Please gather every line in the records below that contains the word "calyx", treating case as significant.

───── PROVIDED ENTRIES

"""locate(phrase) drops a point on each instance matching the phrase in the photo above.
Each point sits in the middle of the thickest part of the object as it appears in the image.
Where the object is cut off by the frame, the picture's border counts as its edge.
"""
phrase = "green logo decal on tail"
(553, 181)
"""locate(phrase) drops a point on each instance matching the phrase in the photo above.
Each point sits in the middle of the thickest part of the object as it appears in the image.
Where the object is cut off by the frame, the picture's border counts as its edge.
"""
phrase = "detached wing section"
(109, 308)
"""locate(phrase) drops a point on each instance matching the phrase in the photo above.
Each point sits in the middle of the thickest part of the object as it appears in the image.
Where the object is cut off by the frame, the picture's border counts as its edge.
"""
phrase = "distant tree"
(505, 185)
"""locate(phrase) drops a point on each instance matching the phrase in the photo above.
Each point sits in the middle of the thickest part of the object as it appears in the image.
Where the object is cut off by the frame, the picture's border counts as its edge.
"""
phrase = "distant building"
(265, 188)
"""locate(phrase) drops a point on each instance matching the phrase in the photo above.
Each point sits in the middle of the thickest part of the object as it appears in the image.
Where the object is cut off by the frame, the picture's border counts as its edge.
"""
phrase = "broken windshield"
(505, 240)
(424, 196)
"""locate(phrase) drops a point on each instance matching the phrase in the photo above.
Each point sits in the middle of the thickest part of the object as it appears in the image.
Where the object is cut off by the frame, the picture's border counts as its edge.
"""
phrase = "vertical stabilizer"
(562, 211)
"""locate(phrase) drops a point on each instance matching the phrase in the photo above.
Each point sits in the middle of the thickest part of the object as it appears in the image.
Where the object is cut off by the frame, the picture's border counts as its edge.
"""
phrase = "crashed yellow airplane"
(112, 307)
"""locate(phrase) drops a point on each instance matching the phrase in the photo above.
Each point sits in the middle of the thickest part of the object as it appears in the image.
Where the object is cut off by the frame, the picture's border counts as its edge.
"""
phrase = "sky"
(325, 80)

──────────
───── PROVIDED ENTRIES

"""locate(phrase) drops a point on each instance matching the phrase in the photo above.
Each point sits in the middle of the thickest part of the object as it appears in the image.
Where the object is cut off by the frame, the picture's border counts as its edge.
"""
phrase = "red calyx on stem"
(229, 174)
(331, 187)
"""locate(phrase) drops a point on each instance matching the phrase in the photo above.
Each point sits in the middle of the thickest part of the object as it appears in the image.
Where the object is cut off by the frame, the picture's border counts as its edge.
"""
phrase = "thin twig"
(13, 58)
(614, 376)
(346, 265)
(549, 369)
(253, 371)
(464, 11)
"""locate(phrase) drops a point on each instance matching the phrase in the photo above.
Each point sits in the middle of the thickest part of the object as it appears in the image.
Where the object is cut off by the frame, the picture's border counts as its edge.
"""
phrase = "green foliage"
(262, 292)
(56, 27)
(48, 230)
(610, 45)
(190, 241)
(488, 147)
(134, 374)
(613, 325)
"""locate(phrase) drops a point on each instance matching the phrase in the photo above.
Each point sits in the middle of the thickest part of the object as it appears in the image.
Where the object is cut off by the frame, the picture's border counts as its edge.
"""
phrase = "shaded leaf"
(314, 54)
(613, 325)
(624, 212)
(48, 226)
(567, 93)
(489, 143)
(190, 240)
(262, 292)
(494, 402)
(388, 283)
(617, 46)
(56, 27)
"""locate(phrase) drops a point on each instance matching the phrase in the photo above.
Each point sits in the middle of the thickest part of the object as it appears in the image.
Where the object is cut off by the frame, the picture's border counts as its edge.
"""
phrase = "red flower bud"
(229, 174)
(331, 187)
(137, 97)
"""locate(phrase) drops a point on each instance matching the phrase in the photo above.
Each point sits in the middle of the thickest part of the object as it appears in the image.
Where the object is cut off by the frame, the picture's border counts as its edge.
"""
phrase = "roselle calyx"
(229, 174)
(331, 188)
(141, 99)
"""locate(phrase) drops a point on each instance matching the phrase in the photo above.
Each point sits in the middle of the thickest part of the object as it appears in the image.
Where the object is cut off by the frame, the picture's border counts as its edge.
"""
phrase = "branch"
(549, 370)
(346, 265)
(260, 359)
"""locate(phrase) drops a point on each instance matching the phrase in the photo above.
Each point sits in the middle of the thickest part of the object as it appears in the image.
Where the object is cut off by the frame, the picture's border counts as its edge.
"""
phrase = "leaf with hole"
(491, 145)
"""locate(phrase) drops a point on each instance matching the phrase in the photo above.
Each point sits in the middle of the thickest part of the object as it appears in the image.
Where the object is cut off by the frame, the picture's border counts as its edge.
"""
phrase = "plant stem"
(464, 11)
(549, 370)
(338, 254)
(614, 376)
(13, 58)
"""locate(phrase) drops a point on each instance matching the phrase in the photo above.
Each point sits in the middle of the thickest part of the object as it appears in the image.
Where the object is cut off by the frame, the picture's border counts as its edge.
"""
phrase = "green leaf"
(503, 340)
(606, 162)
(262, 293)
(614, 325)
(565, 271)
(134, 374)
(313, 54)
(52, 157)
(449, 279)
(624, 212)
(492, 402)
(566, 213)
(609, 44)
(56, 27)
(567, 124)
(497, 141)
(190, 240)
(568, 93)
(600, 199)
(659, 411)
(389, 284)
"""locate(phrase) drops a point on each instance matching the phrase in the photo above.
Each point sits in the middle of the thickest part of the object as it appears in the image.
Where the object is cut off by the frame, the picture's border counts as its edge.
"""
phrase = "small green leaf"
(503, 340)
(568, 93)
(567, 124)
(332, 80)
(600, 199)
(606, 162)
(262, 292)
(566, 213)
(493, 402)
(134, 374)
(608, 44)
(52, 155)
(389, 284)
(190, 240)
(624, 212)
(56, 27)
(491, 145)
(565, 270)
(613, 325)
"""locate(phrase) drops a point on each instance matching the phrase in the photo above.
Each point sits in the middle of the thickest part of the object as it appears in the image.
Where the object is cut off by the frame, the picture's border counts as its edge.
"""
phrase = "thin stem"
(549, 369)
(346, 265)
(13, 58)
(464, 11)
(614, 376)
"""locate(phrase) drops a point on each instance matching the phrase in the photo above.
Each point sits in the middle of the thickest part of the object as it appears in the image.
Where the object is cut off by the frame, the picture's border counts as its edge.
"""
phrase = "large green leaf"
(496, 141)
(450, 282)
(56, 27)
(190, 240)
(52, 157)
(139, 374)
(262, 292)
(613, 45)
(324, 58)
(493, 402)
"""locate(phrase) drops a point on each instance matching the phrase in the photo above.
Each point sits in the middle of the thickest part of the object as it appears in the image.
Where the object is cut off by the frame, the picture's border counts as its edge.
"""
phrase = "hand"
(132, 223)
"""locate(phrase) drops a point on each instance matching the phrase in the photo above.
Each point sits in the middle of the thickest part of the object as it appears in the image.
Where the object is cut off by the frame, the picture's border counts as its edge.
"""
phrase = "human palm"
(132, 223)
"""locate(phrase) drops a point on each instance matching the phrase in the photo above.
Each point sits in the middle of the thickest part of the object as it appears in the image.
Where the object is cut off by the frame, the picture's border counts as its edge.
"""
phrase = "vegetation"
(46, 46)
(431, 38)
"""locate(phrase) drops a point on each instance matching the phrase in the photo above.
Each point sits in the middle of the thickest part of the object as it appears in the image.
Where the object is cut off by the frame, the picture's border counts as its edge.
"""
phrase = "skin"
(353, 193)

──────────

FINISHED TASK:
phrase = "red calyx on stem"
phrase = "roselle calyx"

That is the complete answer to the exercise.